▶ **TASK GOAL**: Please work out how many lines in the data below hold the word "church", and state only the number.

** DATA TO EXAMINE follows **

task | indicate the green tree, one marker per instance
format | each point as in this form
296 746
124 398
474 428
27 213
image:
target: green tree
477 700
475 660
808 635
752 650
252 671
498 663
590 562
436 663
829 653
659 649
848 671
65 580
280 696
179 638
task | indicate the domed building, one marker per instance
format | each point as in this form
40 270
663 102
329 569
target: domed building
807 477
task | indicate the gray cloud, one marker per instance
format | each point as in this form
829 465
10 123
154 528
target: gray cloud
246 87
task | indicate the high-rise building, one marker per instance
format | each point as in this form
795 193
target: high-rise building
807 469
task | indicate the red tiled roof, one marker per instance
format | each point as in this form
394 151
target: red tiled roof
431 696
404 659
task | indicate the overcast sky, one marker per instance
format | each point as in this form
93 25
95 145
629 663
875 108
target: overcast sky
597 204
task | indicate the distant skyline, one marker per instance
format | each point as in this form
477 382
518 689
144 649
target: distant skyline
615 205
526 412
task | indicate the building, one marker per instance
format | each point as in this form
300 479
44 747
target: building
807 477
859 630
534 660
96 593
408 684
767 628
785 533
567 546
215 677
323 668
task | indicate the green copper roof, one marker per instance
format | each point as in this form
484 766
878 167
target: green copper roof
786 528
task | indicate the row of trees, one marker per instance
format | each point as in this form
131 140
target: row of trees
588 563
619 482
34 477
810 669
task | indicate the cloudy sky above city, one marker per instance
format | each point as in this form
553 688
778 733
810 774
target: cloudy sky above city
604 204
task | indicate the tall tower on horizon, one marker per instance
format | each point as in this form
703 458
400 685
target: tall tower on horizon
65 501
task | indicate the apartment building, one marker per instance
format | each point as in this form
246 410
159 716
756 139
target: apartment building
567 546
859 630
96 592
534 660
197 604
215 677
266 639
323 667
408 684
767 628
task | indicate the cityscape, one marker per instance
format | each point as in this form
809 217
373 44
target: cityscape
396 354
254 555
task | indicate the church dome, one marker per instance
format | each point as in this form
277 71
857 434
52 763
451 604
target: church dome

** End of DATA TO EXAMINE **

▶ **ANSWER TO THE PROBLEM**: 2